------ Data for this exercise ------

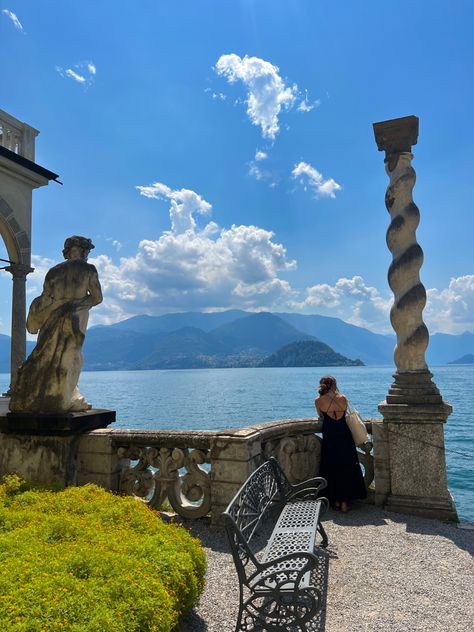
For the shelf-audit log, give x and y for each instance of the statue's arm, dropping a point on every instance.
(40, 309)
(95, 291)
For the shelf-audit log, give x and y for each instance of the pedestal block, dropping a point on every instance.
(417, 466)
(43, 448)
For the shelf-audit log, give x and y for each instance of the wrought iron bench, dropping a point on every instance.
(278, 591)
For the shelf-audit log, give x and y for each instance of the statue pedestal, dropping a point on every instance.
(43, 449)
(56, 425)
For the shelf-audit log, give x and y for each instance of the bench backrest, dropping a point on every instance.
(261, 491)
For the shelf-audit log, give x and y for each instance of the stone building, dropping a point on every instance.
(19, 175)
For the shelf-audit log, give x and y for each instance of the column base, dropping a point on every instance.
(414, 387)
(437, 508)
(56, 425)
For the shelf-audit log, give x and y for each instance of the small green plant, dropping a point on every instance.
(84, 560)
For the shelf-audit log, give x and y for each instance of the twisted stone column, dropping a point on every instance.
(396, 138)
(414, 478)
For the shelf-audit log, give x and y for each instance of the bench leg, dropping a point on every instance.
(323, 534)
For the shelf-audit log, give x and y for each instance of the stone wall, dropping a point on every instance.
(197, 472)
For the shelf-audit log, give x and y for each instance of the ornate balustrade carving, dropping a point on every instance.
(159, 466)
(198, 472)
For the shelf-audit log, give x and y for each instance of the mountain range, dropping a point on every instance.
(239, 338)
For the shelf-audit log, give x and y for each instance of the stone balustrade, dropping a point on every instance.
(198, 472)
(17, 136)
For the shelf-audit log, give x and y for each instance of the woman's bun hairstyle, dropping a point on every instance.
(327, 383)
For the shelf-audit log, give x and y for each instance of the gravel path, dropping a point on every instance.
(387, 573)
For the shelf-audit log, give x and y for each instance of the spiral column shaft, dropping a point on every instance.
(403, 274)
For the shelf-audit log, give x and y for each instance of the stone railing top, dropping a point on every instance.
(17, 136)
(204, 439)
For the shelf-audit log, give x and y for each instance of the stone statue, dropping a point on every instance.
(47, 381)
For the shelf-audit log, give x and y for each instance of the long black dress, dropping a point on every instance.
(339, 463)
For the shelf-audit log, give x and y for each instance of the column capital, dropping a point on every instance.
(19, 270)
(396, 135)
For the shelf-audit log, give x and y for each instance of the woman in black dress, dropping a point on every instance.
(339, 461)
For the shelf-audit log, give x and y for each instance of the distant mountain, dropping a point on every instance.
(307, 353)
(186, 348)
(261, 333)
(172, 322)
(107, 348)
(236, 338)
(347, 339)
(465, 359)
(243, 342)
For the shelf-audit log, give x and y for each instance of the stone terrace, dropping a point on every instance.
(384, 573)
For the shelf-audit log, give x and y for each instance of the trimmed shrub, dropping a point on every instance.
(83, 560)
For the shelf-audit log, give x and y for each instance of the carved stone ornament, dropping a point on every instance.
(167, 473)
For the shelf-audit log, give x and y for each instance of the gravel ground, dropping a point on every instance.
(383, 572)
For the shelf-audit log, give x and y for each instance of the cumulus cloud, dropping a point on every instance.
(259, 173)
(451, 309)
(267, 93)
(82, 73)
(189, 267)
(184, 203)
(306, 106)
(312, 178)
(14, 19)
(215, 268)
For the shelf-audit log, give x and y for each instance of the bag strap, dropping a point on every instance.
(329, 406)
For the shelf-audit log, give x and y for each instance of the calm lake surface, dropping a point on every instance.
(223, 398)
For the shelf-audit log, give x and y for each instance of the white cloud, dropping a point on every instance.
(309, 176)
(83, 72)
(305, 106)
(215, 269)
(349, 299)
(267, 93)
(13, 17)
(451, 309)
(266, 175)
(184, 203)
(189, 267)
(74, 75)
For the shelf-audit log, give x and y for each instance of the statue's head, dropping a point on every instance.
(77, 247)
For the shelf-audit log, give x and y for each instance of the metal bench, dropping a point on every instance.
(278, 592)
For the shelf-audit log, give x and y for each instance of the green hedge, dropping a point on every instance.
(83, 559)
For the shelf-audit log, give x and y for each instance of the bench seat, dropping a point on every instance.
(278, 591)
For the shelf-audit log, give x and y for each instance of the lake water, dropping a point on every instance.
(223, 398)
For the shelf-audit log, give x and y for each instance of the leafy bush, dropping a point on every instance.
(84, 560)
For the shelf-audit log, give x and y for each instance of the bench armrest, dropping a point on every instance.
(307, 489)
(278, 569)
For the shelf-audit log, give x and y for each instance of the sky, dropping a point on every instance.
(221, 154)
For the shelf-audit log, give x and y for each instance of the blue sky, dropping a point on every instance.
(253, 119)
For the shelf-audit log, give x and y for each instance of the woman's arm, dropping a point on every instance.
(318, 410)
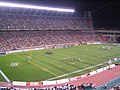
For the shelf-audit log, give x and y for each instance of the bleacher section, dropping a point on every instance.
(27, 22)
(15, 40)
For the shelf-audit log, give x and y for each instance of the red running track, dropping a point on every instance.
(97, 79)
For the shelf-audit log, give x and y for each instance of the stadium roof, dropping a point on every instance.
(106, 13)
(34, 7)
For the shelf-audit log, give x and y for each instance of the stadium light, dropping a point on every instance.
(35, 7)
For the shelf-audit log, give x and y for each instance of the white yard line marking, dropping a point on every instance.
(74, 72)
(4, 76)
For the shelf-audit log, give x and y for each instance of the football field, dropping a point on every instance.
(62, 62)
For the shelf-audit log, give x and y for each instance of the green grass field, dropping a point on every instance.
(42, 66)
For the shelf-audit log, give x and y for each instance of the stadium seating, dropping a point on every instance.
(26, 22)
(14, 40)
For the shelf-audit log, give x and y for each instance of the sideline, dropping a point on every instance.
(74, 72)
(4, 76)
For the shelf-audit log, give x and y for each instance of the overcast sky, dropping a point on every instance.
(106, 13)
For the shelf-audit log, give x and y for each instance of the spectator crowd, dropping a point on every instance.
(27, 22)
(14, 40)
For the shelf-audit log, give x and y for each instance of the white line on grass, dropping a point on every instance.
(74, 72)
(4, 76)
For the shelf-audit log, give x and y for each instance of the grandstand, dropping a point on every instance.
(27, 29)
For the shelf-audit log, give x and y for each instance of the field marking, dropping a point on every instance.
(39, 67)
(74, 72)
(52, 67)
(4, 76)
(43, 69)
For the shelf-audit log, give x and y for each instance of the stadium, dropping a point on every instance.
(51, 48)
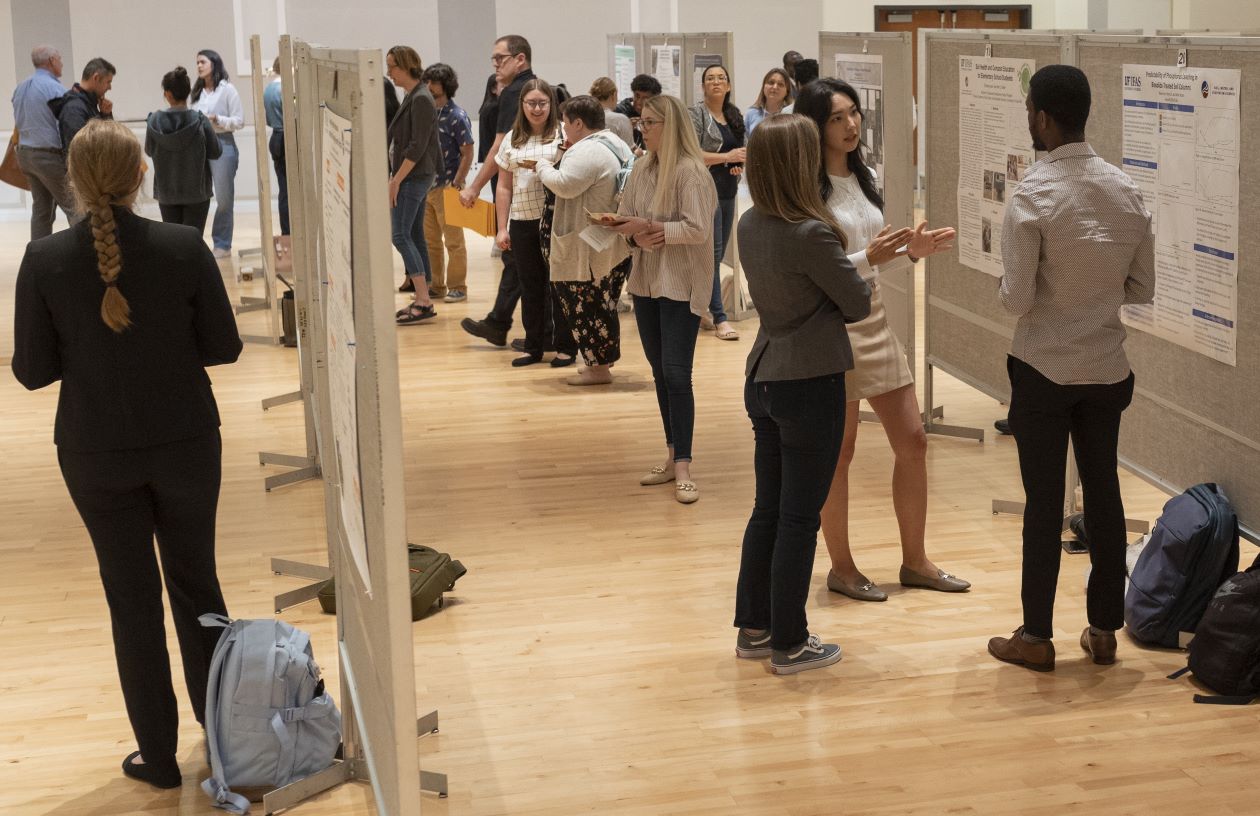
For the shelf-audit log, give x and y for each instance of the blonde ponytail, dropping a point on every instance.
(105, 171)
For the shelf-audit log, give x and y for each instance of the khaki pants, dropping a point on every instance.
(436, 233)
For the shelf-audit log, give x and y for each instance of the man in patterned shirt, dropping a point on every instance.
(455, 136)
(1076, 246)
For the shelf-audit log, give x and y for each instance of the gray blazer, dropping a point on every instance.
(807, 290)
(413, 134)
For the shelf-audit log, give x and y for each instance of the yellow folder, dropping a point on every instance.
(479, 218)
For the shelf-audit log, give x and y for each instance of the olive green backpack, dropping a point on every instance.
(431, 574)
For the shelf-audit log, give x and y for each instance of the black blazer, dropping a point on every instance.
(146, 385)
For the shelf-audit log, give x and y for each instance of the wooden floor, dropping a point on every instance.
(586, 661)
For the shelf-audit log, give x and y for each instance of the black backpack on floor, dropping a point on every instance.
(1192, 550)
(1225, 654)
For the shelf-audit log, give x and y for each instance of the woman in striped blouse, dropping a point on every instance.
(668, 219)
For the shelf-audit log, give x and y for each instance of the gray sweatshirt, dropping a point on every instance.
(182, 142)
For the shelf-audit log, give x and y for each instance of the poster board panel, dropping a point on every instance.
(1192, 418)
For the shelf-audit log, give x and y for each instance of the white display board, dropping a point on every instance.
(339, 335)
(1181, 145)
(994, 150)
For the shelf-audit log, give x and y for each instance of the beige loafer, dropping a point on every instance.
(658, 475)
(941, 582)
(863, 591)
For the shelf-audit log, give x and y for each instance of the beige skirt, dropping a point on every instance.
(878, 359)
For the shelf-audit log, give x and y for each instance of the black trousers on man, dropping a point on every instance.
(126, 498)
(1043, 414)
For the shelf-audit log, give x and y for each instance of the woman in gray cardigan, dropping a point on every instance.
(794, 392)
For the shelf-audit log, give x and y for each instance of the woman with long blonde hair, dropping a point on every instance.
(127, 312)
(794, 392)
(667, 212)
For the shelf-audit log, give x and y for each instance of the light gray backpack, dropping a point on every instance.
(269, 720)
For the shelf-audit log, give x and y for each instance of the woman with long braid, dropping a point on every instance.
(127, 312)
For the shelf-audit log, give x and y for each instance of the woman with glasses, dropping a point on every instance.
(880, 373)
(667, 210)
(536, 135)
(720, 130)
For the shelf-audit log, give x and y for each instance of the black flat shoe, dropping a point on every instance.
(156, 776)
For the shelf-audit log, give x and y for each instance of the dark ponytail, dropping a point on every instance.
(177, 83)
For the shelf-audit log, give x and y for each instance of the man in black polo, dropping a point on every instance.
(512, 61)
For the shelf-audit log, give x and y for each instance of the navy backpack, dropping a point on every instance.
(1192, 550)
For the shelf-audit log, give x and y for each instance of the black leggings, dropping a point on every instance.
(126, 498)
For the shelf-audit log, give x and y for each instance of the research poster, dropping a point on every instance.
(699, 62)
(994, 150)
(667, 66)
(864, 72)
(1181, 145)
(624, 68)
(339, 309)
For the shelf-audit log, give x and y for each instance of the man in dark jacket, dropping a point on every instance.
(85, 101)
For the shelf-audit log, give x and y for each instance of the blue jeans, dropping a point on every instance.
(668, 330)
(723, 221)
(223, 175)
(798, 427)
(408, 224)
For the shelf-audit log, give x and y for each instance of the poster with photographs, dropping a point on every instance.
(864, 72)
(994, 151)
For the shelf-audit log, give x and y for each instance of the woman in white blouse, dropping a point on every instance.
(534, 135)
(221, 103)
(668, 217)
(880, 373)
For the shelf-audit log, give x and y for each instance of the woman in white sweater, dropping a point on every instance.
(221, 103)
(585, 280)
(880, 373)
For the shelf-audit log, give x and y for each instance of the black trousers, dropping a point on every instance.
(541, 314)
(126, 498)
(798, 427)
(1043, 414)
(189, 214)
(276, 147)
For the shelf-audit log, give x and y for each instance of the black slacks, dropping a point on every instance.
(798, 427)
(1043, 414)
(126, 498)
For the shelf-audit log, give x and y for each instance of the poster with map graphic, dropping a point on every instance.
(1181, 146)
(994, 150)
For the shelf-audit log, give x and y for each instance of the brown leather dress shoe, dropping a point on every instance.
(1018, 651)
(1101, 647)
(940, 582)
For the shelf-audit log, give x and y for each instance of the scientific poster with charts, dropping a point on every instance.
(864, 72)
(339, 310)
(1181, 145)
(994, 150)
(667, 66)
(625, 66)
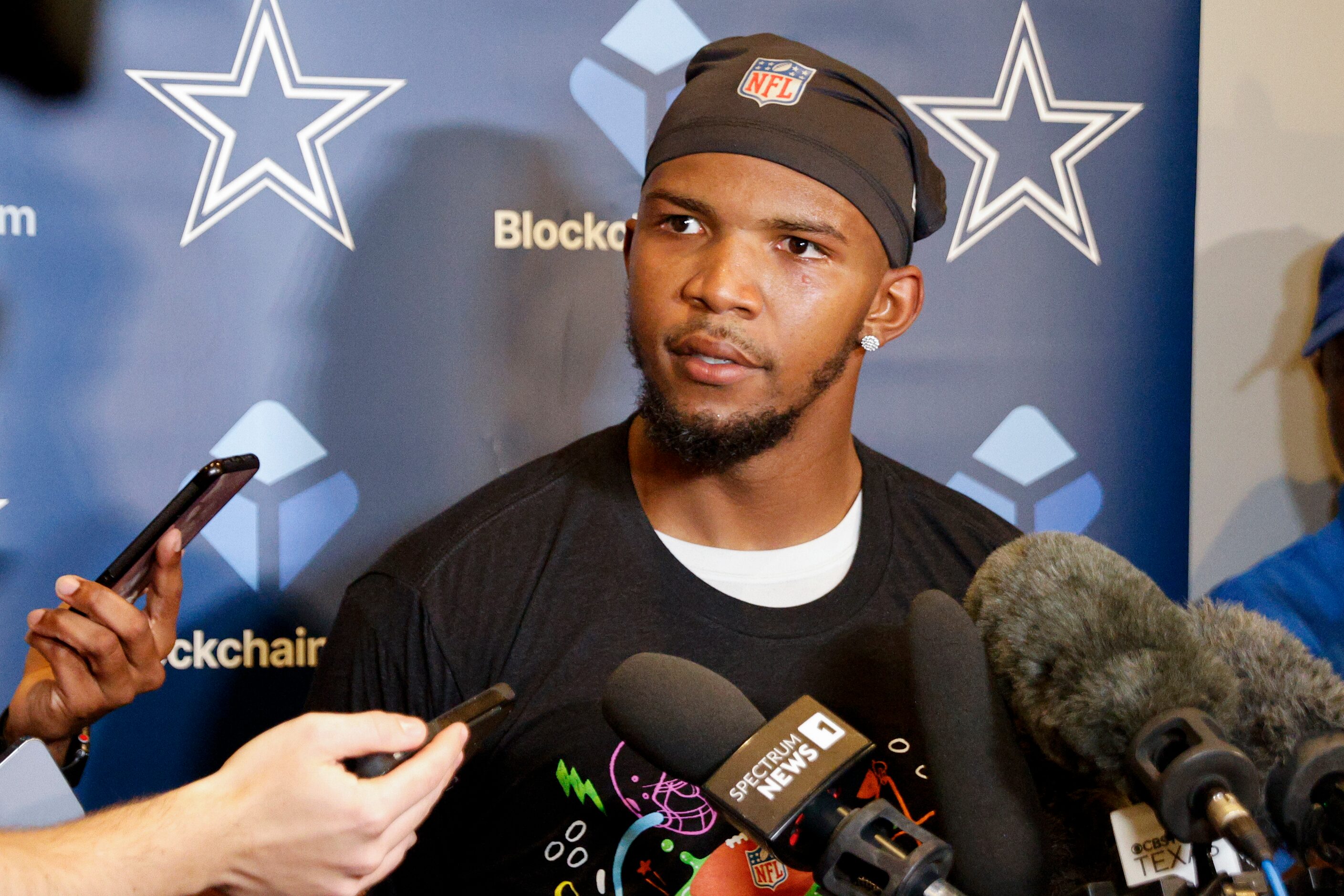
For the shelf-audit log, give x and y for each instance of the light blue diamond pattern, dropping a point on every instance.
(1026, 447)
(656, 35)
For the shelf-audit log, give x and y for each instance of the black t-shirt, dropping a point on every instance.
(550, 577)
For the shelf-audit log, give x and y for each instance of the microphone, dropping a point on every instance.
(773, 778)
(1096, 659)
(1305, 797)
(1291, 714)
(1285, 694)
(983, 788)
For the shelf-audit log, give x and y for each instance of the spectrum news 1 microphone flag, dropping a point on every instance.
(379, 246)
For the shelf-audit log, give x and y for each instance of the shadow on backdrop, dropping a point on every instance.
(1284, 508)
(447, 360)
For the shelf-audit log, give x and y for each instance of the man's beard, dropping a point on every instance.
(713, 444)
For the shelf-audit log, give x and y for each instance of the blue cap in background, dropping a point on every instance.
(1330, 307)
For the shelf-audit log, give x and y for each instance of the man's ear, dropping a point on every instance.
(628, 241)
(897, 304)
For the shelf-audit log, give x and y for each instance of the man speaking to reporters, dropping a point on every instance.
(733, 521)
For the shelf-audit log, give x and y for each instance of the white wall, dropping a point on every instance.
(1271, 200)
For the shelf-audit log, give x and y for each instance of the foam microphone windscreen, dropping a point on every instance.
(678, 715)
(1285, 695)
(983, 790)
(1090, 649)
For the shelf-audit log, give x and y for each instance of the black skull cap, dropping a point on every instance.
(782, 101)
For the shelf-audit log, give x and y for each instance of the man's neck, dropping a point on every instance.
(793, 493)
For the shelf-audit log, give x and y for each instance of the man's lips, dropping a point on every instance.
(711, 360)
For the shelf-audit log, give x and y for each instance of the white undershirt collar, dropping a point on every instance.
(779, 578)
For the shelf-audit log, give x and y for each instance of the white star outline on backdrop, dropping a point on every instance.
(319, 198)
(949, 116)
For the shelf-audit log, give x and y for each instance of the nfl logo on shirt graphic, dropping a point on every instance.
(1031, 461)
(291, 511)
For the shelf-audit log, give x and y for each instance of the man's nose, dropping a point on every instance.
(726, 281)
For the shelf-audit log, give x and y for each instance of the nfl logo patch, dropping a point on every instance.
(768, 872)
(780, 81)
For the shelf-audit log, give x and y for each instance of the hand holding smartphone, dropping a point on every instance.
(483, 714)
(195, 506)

------

Objective:
Starting at the line that contains "ear, dropping a point on every instance.", retype each line through the end of the listing above and nothing else.

Full answer:
For the shelf-audit log, give x and y for each instance of the man's ear, dropping a point on every instance.
(628, 241)
(897, 304)
For the shelf-audit log, give x and y for each instance of the man speaking to reporters, dropping a point on every instance.
(733, 521)
For the shelf-audit log, give x and y for each instance of the white wall, dropping a point on every instance.
(1271, 200)
For the shelf-audit log, give x and y for each instance of the foam microphone windscreen, dropping a point on every instance.
(678, 715)
(1285, 695)
(983, 790)
(1090, 649)
For the shelf-audit log, give x and y for each instance of the black skull cap, dropping a point on every instance.
(782, 101)
For the shelf-audit log, give x and y for each instance of the man's neck, dropping a point on every instance.
(793, 493)
For the shelf-audit log, give x and y for each instance of the man's lips, dropping a point on every instance.
(711, 360)
For the shelf-audit log, give x and y for each instance of the white undershirt collar, dropping a point on every instance.
(779, 578)
For the shelf-audit log, give x and y for each instance of the white star outline on backdrop, dropping a point on every instance.
(319, 198)
(949, 116)
For the shelf-audit log, give x and y for each instance of the nfl logo on shirt graphic, dropping a point on every instance.
(1031, 461)
(291, 511)
For the shelf-audit log, give x and y for each instance of the man's nose, dropping a point on every instance.
(726, 281)
For the shelf-audit log, give x and y for each instance of the nfl logo patch, dropping a point on every instance.
(768, 872)
(780, 81)
For the shelf-audit log, give x and y for each instance of the hand holding smartphone, dropping a point on every instance.
(483, 714)
(195, 506)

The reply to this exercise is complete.